INSTRUCTION: Please output only the lines that run from the line containing "Point out the blue sky, one" through the end of the material below, exactly.

RECORDS SHOWN:
☆ ☆ ☆
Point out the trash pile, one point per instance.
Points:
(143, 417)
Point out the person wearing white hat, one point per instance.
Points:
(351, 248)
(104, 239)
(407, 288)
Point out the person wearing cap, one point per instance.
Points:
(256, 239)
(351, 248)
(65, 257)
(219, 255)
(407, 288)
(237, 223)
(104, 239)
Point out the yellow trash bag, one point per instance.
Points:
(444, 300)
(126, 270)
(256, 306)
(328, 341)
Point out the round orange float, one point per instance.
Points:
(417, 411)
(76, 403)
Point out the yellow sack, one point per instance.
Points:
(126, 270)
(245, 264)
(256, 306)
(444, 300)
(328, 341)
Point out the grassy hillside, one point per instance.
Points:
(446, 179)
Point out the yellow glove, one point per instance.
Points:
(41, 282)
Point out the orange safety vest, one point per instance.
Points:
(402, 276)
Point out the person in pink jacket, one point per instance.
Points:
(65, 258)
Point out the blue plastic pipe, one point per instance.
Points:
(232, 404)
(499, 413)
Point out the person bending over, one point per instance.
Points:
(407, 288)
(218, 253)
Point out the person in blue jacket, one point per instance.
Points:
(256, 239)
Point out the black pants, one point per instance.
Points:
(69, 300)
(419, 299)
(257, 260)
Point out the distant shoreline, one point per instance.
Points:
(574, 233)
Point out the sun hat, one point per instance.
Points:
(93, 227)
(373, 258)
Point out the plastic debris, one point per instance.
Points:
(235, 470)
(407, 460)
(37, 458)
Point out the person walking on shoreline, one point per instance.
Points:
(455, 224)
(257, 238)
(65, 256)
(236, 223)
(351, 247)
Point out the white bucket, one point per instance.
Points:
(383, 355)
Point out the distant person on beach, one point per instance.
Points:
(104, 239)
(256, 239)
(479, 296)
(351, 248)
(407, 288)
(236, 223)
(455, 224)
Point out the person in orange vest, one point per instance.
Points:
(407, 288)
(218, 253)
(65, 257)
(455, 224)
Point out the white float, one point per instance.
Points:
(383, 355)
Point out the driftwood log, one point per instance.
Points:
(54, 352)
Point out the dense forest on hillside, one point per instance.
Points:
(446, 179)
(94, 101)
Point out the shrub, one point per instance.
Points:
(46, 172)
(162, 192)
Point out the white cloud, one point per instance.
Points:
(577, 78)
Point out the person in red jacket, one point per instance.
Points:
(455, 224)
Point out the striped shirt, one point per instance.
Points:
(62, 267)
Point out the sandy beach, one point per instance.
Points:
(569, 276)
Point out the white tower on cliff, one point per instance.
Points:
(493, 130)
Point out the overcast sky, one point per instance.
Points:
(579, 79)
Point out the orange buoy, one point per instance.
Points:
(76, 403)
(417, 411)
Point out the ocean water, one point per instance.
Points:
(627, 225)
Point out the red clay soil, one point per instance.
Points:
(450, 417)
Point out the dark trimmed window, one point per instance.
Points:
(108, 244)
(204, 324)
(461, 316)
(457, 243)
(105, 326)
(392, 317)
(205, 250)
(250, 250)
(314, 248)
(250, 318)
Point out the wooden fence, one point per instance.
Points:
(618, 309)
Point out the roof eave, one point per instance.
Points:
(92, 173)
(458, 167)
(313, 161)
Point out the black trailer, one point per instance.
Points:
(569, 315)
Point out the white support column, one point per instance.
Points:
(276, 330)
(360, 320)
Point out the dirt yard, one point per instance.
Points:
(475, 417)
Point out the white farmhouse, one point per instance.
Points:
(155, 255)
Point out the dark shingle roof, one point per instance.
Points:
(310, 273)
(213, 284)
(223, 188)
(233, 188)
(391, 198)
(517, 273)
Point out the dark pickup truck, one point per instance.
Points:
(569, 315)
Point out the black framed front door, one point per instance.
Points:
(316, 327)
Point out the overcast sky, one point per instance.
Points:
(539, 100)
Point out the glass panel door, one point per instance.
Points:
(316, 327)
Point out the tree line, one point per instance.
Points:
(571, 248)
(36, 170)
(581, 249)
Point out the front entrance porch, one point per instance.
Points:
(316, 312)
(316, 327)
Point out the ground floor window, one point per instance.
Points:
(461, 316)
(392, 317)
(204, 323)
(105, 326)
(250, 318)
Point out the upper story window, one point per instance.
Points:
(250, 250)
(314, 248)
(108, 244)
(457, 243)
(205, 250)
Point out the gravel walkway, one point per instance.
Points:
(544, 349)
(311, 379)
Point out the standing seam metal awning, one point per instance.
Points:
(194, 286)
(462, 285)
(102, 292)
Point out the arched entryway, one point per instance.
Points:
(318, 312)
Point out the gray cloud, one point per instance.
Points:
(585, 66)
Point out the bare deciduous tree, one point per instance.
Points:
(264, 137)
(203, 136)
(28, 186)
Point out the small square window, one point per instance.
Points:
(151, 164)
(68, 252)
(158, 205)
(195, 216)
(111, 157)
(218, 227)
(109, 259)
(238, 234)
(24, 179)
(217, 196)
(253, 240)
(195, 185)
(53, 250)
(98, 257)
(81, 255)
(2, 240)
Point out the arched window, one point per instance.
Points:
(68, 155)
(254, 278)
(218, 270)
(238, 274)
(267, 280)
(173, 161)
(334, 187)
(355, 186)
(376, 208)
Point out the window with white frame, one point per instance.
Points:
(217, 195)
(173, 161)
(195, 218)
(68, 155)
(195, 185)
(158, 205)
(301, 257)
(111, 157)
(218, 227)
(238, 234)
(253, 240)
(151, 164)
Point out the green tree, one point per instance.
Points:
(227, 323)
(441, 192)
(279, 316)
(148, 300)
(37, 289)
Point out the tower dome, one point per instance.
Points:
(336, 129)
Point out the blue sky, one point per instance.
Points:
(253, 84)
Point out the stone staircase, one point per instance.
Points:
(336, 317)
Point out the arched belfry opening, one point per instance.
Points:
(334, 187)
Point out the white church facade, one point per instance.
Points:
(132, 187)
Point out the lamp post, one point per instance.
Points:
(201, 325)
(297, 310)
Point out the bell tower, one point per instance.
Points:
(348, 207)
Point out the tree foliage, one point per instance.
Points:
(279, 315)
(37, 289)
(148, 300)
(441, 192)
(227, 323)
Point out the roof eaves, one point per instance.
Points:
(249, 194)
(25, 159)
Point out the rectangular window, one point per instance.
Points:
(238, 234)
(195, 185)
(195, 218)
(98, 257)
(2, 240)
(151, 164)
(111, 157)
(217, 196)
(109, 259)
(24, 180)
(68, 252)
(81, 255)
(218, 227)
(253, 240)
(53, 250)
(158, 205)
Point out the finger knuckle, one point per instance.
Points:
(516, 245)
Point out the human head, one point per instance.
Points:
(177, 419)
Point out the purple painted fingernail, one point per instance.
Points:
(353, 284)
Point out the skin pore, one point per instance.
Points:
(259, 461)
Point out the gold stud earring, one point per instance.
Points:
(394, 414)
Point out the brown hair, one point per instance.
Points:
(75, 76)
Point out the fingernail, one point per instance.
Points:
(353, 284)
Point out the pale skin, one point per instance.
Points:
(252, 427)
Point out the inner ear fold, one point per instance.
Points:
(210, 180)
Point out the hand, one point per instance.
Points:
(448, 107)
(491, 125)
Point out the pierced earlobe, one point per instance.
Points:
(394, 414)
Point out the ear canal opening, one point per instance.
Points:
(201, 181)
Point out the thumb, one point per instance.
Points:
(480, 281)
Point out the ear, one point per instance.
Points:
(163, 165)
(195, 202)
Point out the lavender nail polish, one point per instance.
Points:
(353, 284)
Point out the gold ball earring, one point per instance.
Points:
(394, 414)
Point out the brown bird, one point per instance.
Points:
☆ ☆ ☆
EXERCISE RESULT:
Point out the blue sky, one point per instance.
Points:
(253, 84)
Point out the stone staircase, one point per instance.
Points:
(336, 317)
Point out the arched belfry opening, one point per instance.
Points:
(334, 187)
Point out the white church facade, one point per instance.
Points:
(132, 187)
Point out the lamp post, one point per instance.
Points:
(201, 325)
(297, 310)
Point out the bell tower, one point per instance.
Points:
(348, 207)
Point out the tree foliage, one point per instance.
Points:
(279, 315)
(37, 289)
(148, 300)
(441, 192)
(227, 323)
Point out the roof eaves, one point per instance.
Points:
(249, 194)
(25, 159)
Point out the rectangular window, one point per instance.
Points:
(238, 234)
(195, 185)
(195, 218)
(98, 257)
(2, 240)
(151, 164)
(111, 157)
(217, 196)
(109, 259)
(24, 180)
(68, 252)
(81, 255)
(218, 227)
(253, 240)
(53, 250)
(158, 205)
Point out the finger knuckle, one point per instance.
Points:
(516, 245)
Point out the human head, one point per instance.
Points:
(177, 419)
Point out the purple painted fingernail, one point per instance.
Points:
(353, 284)
Point out the skin pore, one point per instance.
Points:
(259, 461)
Point out the gold stud earring, one point per instance.
Points:
(394, 414)
Point out the brown hair, one point per instance.
Points:
(75, 76)
Point out the fingernail, one point per instance.
Points:
(353, 284)
Point out the pale skin, one point per instance.
Points:
(252, 427)
Point out the inner ear fold, one point per instance.
Points:
(210, 180)
Point out the hand, one point per instance.
Points:
(448, 107)
(491, 125)
Point out the pierced earlobe, one point per instance.
Points:
(394, 414)
Point out the ear canal opening, one point per instance.
Points:
(201, 181)
Point out the thumb, one point per instance.
Points:
(480, 281)
Point out the ear, one point per instance.
Points:
(163, 165)
(195, 202)
Point out the lavender nail polish, one point per instance.
Points:
(353, 284)
Point out the gold ball earring, one point per instance.
Points:
(394, 414)
Point out the brown bird, one point per instance.
Points:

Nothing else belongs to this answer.